Records to use
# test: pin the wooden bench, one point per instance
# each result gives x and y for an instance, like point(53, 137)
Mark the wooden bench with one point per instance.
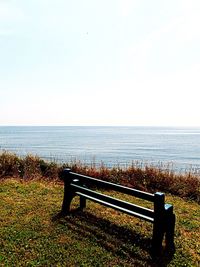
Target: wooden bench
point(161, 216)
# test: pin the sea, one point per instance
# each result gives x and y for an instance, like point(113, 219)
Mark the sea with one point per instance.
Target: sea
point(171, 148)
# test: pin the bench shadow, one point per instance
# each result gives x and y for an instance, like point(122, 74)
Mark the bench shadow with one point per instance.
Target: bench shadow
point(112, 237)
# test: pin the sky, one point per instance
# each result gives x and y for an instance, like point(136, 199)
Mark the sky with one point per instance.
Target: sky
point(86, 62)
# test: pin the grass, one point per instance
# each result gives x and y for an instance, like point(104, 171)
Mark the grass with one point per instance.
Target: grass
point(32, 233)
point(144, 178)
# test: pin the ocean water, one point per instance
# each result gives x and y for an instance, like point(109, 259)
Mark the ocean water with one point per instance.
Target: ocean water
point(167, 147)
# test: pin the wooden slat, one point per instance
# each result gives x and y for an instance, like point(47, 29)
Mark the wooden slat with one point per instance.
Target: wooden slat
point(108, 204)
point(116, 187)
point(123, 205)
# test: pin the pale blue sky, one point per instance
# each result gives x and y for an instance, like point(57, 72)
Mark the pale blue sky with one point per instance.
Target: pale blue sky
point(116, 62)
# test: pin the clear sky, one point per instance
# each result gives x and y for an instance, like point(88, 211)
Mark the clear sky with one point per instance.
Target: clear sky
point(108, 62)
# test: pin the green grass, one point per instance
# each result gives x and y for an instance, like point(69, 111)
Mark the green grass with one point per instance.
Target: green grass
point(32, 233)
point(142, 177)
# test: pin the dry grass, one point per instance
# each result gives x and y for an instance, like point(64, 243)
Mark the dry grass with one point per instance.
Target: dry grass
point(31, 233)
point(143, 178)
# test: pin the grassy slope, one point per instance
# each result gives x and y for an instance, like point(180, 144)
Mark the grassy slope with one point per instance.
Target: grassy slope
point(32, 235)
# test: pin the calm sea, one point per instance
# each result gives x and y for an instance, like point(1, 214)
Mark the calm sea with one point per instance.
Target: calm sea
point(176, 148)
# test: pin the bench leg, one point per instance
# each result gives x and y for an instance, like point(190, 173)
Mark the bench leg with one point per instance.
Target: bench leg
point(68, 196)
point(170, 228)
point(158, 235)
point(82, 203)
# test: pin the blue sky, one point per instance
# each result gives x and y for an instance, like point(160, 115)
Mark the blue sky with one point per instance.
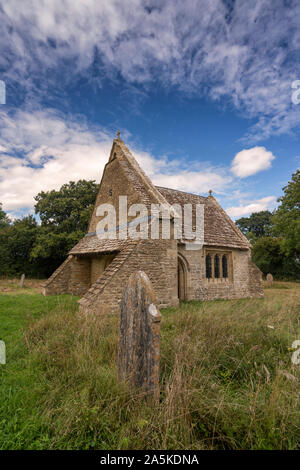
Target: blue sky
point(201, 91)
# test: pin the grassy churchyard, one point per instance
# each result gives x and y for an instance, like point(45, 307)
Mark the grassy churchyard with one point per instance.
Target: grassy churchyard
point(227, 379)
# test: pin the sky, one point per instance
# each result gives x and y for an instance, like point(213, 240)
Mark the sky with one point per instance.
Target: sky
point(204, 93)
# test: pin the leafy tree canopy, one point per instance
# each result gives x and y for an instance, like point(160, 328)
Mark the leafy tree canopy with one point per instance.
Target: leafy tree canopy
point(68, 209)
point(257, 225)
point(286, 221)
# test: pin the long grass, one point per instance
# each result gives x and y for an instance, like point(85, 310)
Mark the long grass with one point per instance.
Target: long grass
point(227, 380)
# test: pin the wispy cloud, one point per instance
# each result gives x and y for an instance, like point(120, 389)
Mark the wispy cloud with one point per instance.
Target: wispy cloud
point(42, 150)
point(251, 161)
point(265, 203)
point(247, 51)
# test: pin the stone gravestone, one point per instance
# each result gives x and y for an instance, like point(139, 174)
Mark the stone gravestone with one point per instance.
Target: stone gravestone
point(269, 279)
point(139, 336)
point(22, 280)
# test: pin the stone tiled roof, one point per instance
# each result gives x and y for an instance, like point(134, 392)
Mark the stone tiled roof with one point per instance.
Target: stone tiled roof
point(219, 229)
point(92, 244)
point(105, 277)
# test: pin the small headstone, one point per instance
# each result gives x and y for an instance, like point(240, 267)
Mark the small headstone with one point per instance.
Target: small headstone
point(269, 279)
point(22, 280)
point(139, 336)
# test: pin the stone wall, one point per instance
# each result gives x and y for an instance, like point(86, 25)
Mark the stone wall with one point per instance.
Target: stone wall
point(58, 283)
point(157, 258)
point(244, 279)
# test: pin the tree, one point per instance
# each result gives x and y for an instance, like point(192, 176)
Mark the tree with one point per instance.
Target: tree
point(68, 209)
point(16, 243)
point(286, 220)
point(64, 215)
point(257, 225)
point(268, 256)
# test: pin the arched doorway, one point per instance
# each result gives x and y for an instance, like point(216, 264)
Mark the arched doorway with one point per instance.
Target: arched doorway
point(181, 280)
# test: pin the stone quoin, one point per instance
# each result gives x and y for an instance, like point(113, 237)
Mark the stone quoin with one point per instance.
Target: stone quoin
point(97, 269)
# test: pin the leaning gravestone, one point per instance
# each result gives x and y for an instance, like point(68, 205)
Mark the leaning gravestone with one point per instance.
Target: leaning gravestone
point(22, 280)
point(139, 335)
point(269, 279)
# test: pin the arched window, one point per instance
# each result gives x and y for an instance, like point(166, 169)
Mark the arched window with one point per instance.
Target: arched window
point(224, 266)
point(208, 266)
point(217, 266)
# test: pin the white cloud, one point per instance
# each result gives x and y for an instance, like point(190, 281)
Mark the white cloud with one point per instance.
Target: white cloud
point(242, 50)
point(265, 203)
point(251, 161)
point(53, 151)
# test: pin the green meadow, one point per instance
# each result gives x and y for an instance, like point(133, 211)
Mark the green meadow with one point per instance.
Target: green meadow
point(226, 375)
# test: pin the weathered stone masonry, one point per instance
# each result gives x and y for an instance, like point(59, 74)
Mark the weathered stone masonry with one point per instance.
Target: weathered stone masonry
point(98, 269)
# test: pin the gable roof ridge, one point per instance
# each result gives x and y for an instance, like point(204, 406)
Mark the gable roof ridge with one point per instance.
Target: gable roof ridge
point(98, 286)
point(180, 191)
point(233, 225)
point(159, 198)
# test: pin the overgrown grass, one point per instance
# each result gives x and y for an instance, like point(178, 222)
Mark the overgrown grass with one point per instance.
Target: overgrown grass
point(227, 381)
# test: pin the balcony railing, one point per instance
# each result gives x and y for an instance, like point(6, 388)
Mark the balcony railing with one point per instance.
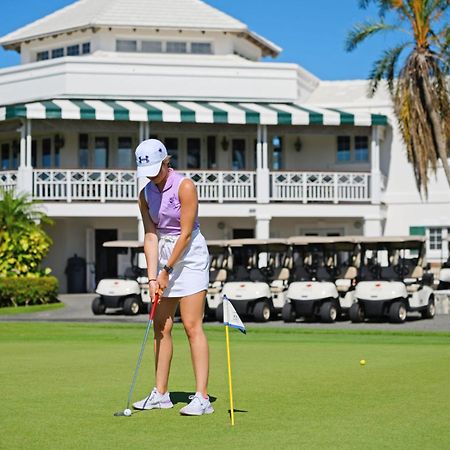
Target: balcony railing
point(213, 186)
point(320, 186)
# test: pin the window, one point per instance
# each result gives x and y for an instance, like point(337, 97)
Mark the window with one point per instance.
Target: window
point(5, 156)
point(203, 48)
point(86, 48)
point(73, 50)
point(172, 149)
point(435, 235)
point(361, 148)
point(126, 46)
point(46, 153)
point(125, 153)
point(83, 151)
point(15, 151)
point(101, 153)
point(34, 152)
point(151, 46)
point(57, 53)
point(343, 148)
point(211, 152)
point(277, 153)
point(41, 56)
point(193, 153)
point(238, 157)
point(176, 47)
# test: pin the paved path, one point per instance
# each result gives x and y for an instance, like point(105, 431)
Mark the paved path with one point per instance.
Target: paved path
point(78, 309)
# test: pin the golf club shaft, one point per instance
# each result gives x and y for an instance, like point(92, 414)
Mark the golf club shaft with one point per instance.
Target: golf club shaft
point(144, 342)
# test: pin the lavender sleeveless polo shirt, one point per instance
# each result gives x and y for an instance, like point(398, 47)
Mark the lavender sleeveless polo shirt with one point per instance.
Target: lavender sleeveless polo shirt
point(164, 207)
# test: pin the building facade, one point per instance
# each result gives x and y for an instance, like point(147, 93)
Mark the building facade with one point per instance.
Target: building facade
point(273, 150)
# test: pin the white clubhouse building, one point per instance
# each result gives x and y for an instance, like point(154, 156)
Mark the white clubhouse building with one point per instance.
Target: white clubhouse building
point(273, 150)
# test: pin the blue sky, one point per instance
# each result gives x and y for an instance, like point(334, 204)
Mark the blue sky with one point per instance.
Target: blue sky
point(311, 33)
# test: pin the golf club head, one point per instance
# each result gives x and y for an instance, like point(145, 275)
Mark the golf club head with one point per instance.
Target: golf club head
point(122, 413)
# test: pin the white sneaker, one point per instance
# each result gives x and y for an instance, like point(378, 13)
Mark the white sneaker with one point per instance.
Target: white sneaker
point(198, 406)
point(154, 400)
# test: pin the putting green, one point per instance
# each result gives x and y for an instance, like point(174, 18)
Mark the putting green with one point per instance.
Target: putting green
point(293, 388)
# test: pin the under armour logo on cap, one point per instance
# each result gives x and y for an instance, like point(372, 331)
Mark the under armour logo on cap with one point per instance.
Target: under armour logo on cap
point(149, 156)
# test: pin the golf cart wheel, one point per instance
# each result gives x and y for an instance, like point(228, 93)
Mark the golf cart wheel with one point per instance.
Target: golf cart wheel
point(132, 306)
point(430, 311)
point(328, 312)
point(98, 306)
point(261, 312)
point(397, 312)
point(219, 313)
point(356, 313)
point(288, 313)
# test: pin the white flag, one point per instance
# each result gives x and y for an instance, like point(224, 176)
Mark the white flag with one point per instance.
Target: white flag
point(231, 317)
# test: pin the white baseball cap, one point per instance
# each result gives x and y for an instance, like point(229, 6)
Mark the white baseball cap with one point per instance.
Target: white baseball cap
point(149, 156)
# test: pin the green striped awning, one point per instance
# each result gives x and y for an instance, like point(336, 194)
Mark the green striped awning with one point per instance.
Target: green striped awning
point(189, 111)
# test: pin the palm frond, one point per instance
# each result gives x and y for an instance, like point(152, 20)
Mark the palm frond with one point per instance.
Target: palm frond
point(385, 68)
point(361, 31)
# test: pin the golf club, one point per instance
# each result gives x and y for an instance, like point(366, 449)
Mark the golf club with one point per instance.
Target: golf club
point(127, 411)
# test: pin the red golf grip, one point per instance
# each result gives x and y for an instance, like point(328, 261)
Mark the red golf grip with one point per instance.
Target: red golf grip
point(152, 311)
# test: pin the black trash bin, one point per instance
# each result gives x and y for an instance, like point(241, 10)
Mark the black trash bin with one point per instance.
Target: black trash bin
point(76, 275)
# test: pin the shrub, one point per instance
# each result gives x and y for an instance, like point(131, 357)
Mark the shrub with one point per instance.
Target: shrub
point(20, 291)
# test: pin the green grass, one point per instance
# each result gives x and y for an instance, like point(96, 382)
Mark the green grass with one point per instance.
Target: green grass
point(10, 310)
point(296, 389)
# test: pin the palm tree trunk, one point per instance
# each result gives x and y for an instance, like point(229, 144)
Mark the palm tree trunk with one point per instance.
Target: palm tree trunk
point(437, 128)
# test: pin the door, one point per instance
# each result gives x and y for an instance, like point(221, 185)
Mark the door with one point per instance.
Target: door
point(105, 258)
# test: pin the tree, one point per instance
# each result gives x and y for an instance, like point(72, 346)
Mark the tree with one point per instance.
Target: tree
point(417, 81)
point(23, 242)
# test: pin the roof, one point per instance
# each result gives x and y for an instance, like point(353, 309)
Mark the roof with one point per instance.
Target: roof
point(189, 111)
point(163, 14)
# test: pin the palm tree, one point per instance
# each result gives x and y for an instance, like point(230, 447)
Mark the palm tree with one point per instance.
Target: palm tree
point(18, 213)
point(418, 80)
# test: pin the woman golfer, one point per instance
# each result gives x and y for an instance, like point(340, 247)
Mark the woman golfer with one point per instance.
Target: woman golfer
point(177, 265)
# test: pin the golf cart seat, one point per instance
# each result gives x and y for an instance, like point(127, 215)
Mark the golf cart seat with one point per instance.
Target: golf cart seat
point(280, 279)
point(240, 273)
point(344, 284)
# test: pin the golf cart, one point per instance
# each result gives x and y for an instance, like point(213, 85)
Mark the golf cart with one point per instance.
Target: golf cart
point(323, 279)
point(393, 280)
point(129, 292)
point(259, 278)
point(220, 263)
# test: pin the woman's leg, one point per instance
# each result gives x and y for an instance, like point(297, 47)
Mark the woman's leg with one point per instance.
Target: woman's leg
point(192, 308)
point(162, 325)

--

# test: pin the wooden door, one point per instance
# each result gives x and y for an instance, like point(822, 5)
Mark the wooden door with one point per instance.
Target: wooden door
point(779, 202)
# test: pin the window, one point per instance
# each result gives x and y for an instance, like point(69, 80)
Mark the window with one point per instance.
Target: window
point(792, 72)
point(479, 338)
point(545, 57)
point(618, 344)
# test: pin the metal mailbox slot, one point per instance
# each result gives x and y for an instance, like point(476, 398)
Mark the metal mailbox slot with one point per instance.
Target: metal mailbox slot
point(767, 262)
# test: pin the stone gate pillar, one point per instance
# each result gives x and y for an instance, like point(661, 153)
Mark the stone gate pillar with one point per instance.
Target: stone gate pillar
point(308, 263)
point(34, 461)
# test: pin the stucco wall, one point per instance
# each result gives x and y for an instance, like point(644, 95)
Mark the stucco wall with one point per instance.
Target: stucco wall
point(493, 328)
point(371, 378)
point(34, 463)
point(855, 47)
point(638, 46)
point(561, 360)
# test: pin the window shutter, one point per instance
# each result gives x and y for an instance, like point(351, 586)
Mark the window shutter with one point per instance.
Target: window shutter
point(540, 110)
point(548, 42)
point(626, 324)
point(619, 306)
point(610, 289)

---

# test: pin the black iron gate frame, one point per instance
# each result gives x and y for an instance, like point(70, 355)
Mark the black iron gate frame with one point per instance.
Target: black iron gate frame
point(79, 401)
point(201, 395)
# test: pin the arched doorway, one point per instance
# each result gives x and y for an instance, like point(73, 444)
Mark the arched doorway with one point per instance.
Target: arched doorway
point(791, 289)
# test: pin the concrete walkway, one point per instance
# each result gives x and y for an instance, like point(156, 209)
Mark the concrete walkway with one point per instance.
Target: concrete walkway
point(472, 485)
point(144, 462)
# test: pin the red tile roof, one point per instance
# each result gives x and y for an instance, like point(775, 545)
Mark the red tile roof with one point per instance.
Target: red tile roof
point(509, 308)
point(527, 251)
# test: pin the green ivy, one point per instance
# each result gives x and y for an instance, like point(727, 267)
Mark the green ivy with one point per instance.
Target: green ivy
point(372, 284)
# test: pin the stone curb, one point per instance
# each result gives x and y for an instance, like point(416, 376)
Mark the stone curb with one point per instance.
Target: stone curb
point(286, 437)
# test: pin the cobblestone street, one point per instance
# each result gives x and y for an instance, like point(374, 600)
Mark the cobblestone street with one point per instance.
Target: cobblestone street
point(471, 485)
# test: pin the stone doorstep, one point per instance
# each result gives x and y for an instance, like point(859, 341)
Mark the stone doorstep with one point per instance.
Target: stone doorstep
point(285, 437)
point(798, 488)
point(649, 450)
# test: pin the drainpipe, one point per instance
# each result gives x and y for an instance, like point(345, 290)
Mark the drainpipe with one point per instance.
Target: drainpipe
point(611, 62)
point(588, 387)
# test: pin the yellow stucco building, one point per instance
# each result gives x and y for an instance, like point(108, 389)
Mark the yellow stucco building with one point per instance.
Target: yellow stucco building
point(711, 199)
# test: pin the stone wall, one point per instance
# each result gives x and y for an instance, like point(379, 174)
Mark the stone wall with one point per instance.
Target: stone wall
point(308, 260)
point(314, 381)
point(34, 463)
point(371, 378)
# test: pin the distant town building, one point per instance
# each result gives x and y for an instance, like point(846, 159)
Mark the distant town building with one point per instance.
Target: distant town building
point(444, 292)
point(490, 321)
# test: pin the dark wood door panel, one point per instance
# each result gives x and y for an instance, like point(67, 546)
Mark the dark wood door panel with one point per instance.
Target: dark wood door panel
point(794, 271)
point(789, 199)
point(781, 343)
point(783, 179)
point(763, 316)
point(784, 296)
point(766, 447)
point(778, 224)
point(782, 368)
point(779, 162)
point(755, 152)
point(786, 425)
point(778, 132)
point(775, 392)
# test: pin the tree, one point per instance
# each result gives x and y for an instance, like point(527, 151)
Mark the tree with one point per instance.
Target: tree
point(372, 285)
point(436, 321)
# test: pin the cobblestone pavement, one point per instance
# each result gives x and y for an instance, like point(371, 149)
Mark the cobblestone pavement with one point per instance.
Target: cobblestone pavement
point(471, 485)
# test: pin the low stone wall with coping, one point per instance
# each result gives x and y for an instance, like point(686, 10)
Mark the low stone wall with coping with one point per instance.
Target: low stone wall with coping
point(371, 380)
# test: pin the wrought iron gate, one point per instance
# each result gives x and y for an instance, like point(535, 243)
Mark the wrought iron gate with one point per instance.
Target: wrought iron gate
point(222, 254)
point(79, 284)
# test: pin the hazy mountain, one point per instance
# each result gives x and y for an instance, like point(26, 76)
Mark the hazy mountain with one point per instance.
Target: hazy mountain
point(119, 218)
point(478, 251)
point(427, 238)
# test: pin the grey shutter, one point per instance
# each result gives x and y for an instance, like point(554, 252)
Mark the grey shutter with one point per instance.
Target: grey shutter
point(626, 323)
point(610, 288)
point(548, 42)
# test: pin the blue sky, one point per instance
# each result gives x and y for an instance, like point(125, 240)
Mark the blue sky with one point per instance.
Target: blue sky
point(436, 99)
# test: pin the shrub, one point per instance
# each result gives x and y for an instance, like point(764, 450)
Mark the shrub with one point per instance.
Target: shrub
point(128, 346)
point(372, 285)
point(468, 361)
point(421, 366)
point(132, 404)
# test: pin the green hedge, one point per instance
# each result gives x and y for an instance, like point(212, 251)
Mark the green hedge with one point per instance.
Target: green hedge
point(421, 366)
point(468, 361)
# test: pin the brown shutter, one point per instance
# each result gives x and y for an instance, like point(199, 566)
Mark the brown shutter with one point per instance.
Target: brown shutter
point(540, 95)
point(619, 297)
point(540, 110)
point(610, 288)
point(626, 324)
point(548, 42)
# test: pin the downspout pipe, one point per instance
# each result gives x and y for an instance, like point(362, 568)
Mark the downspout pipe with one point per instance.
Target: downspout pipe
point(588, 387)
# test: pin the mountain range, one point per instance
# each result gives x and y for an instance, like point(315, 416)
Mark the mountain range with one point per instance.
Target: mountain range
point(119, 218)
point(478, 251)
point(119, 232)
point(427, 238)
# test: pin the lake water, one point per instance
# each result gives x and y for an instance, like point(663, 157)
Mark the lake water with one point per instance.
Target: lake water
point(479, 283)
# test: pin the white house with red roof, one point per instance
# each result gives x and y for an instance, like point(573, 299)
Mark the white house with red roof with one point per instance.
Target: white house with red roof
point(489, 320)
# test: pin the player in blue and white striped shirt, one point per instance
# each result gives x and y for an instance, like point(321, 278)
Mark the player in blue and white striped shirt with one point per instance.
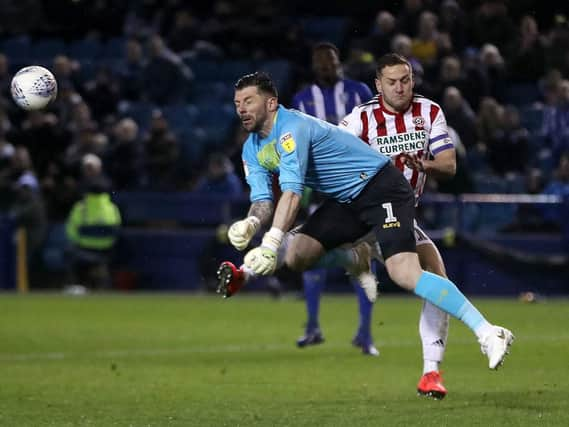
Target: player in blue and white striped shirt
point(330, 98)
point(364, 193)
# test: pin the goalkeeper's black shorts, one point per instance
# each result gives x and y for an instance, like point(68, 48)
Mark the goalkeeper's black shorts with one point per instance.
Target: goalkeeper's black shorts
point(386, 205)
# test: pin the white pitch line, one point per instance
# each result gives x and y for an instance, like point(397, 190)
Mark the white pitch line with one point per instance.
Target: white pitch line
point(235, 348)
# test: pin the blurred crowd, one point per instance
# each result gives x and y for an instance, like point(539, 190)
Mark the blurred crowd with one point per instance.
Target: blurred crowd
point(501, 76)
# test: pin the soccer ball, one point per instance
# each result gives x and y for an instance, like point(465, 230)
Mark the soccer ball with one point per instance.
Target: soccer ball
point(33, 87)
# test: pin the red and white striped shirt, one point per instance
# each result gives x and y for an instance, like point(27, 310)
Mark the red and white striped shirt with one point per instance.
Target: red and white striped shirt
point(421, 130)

Task item
Of all the entries above, retype exactly the lines from the line with "Mark the under" to the line with "Mark the green striped", both included, and no others.

Written solution
Mark the under armour logo on cap with one point per instance.
Target: under armour logo on cap
point(149, 156)
# test: pin the golf cart wheel, one point per instance
# each result gives x and y for an instance, like point(228, 93)
Mark the golf cart wheel with one point per instance.
Target: golf cart wheel
point(132, 306)
point(430, 311)
point(328, 312)
point(98, 306)
point(261, 312)
point(397, 312)
point(219, 313)
point(356, 313)
point(288, 313)
# test: pin the white flag, one point per instance
# each result gives x and y for an instance, like point(224, 176)
Mark the white flag with one point per instance.
Target: white flag
point(231, 317)
# test: pin the white baseball cap, one point per instance
# each result gives x and y for an instance, like point(229, 6)
Mark the white baseball cap with one point per instance.
Target: white baseball cap
point(149, 156)
# test: pin the green striped awning, one point per instance
# each result gives x and y for an instance, like point(336, 194)
Mark the green striped awning with one point per instance.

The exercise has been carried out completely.